- DATA ROWS:

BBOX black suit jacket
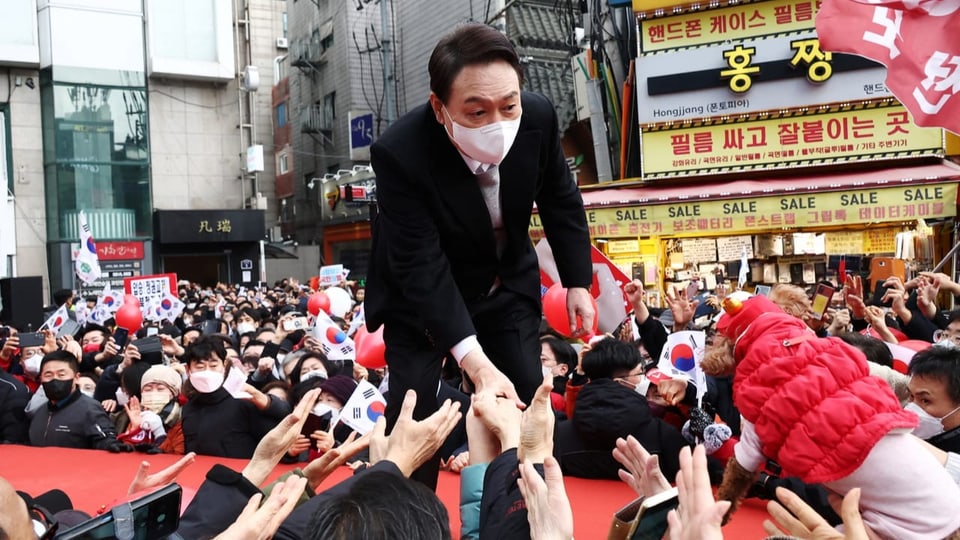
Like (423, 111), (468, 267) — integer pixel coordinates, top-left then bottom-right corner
(364, 92), (592, 350)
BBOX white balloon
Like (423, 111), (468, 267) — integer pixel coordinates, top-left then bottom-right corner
(323, 287), (353, 318)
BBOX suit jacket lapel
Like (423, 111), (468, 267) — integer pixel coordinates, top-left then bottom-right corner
(500, 130), (540, 231)
(430, 129), (496, 249)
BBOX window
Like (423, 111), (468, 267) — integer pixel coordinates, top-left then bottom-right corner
(323, 92), (337, 129)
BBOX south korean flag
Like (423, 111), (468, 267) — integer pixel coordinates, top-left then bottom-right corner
(312, 310), (357, 360)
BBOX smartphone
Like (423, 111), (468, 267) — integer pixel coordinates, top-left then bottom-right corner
(811, 283), (836, 321)
(54, 484), (183, 540)
(57, 319), (83, 339)
(327, 360), (353, 379)
(200, 319), (220, 335)
(629, 488), (680, 540)
(300, 412), (331, 437)
(283, 317), (310, 332)
(17, 332), (47, 349)
(133, 336), (163, 365)
(113, 326), (130, 350)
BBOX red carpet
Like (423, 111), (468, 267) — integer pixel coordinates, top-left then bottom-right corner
(0, 445), (766, 540)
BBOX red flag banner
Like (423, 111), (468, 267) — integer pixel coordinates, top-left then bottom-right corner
(817, 0), (960, 134)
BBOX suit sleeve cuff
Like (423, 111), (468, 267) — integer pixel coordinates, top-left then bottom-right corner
(450, 335), (480, 365)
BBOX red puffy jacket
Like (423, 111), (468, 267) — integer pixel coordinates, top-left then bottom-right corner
(733, 313), (917, 484)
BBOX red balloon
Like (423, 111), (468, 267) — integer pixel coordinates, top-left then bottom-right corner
(543, 283), (599, 337)
(327, 326), (347, 345)
(307, 292), (330, 317)
(113, 302), (143, 332)
(353, 325), (387, 369)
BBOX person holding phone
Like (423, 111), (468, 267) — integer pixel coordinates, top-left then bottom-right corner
(30, 351), (133, 452)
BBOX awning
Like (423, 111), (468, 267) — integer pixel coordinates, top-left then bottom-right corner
(530, 162), (960, 239)
(263, 242), (299, 259)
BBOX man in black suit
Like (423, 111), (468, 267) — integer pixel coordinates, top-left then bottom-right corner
(365, 24), (596, 485)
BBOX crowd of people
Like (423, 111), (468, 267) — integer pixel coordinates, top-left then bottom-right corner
(0, 23), (960, 540)
(0, 268), (960, 538)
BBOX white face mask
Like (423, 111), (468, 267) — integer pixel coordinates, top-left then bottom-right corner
(190, 370), (224, 394)
(443, 107), (520, 165)
(300, 369), (327, 382)
(23, 354), (43, 377)
(904, 402), (960, 440)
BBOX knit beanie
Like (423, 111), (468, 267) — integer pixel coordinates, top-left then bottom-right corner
(140, 365), (183, 396)
(320, 375), (357, 405)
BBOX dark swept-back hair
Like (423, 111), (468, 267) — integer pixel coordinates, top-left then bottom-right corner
(183, 334), (228, 366)
(907, 346), (960, 403)
(427, 23), (523, 103)
(582, 337), (643, 380)
(837, 332), (893, 368)
(304, 471), (451, 540)
(40, 350), (80, 373)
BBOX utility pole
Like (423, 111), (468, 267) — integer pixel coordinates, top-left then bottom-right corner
(380, 0), (397, 126)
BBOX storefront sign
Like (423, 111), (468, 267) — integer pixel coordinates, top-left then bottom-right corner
(863, 229), (897, 254)
(530, 182), (957, 239)
(607, 240), (640, 255)
(683, 238), (718, 263)
(634, 0), (820, 54)
(716, 236), (753, 262)
(637, 32), (892, 125)
(70, 241), (143, 264)
(76, 262), (142, 297)
(123, 274), (177, 306)
(824, 231), (863, 255)
(642, 105), (943, 178)
(154, 210), (266, 244)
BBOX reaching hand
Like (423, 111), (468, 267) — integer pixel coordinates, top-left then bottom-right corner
(623, 279), (650, 324)
(467, 393), (523, 452)
(216, 475), (307, 540)
(243, 388), (320, 486)
(763, 487), (870, 540)
(567, 287), (597, 337)
(460, 348), (526, 409)
(123, 396), (142, 427)
(517, 456), (573, 540)
(667, 287), (700, 331)
(667, 445), (730, 540)
(127, 452), (197, 495)
(371, 390), (461, 478)
(303, 431), (372, 491)
(517, 376), (557, 463)
(613, 435), (670, 497)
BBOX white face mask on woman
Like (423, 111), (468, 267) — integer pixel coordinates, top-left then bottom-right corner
(190, 370), (224, 394)
(443, 107), (520, 165)
(904, 403), (960, 440)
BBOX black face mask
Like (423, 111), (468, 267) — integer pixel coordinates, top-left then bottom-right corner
(43, 379), (74, 401)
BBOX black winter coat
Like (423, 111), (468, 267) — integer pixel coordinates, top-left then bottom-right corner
(554, 379), (687, 480)
(181, 388), (290, 459)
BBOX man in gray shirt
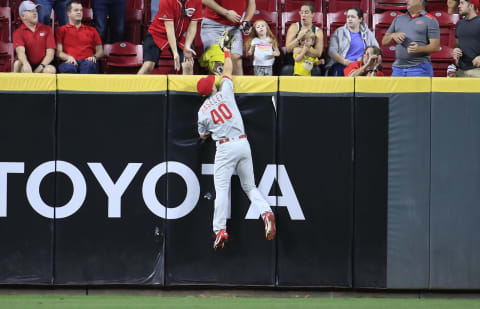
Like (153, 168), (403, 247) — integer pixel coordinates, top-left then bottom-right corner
(453, 0), (480, 77)
(382, 0), (440, 77)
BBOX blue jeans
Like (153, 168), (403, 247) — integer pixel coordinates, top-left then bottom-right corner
(392, 62), (433, 77)
(92, 0), (127, 43)
(150, 0), (160, 22)
(58, 60), (98, 74)
(328, 62), (346, 76)
(35, 0), (70, 26)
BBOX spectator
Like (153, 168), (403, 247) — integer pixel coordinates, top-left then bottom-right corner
(91, 0), (127, 43)
(326, 7), (378, 76)
(56, 1), (103, 74)
(35, 0), (68, 27)
(149, 0), (160, 22)
(280, 2), (323, 75)
(13, 1), (55, 74)
(453, 0), (480, 77)
(245, 19), (280, 76)
(200, 0), (256, 75)
(447, 0), (459, 14)
(137, 0), (202, 75)
(293, 30), (321, 76)
(382, 0), (440, 77)
(343, 45), (384, 77)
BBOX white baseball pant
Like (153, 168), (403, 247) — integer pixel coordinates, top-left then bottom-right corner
(213, 138), (272, 234)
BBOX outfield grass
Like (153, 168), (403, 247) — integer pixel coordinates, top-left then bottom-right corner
(0, 295), (480, 309)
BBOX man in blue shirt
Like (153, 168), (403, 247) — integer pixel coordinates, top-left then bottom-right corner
(382, 0), (440, 77)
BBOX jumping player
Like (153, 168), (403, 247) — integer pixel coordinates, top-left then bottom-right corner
(197, 50), (275, 249)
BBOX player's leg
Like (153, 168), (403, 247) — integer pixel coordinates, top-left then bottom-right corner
(213, 145), (236, 234)
(237, 140), (276, 240)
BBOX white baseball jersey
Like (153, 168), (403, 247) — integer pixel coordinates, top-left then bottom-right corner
(198, 76), (245, 141)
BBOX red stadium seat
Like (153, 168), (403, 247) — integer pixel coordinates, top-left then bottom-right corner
(327, 10), (368, 37)
(372, 11), (405, 44)
(0, 7), (12, 43)
(381, 45), (395, 76)
(0, 42), (14, 72)
(430, 45), (455, 77)
(82, 8), (94, 27)
(430, 12), (459, 47)
(283, 0), (323, 14)
(427, 0), (448, 12)
(80, 0), (92, 8)
(102, 42), (143, 74)
(327, 0), (370, 13)
(372, 0), (407, 13)
(255, 0), (278, 12)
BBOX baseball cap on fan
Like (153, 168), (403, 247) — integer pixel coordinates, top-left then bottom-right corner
(467, 0), (480, 9)
(18, 0), (41, 15)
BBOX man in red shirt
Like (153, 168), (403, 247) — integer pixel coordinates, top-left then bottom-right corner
(13, 1), (55, 74)
(200, 0), (256, 75)
(138, 0), (202, 75)
(56, 1), (103, 74)
(343, 45), (384, 77)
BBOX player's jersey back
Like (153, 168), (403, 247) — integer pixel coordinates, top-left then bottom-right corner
(198, 76), (245, 141)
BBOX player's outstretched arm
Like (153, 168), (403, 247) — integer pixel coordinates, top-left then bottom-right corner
(223, 49), (233, 78)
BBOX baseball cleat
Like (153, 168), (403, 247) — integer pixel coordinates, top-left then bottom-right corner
(213, 229), (228, 249)
(263, 212), (276, 240)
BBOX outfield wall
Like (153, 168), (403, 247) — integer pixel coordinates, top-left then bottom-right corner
(0, 74), (480, 289)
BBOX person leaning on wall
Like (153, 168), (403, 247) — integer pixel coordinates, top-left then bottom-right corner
(55, 1), (103, 74)
(382, 0), (440, 77)
(280, 2), (323, 75)
(13, 1), (56, 74)
(326, 7), (378, 76)
(453, 0), (480, 77)
(343, 45), (384, 77)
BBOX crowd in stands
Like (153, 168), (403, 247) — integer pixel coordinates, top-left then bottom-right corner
(0, 0), (480, 77)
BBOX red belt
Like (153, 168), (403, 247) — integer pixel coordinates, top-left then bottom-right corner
(218, 134), (247, 144)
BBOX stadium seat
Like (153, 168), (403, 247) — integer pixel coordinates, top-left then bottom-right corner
(326, 0), (370, 13)
(430, 12), (459, 47)
(152, 59), (181, 74)
(0, 7), (12, 43)
(372, 11), (404, 44)
(327, 10), (369, 37)
(381, 45), (395, 76)
(372, 0), (407, 13)
(0, 42), (14, 72)
(430, 45), (455, 77)
(427, 0), (448, 12)
(80, 0), (92, 8)
(255, 0), (278, 12)
(82, 7), (95, 27)
(102, 42), (143, 74)
(282, 0), (323, 15)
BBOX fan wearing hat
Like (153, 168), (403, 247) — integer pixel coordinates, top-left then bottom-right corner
(13, 1), (55, 74)
(453, 0), (480, 77)
(197, 49), (275, 249)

- WHAT YOU NEED TO DO: Output the data lines between the line holding "BBOX person holding phone" and the line holding "(320, 375), (357, 405)", inclusive, as a Markdown table with the columns Row and Line. Number the rows in order, and leave out any blank lines.

- SOLUTION TO THIS PROBLEM:
| Row | Line |
|---|---|
| 1 | BBOX person holding phone |
| 2 | Like (423, 111), (468, 267) — integer pixel coordinates, top-left then bottom-right corner |
| 3 | (30, 351), (133, 452) |
| 4 | BBOX awning |
| 5 | Like (423, 111), (468, 267) — integer pixel coordinates, top-left then bottom-right corner |
| 6 | (530, 162), (960, 239) |
| 7 | (263, 242), (299, 259) |
| 8 | BBOX man in black suit |
| 9 | Like (423, 111), (468, 267) — integer pixel coordinates, top-left then bottom-right corner |
| 10 | (365, 24), (596, 485) |
| 11 | BBOX crowd of people |
| 12 | Like (423, 111), (468, 267) — integer pixel coordinates, top-left then bottom-right corner |
| 13 | (0, 23), (960, 540) |
| 14 | (0, 268), (960, 538) |
| 15 | BBOX white face mask |
| 16 | Like (423, 111), (468, 267) — integer pixel coordinates, top-left then bottom-right corner |
| 17 | (190, 370), (224, 394) |
| 18 | (443, 107), (520, 165) |
| 19 | (300, 369), (327, 382) |
| 20 | (23, 354), (43, 377) |
| 21 | (904, 402), (960, 440) |
| 22 | BBOX knit beanie |
| 23 | Like (423, 111), (468, 267) — integer pixel coordinates, top-left then bottom-right corner |
| 24 | (140, 365), (183, 396) |
| 25 | (320, 375), (357, 405) |